* _Data to use_:
• • • • •

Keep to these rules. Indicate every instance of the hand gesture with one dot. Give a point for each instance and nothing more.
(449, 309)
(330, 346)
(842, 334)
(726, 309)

• • • • •

* _Required task_: Reproduce all of the records above line for line, without changing anything.

* _Reply to the exercise_:
Keep to these rules. Indicate every instance of the hand gesture with one dot. Give a point for each instance and nothing more.
(449, 309)
(330, 346)
(842, 334)
(726, 309)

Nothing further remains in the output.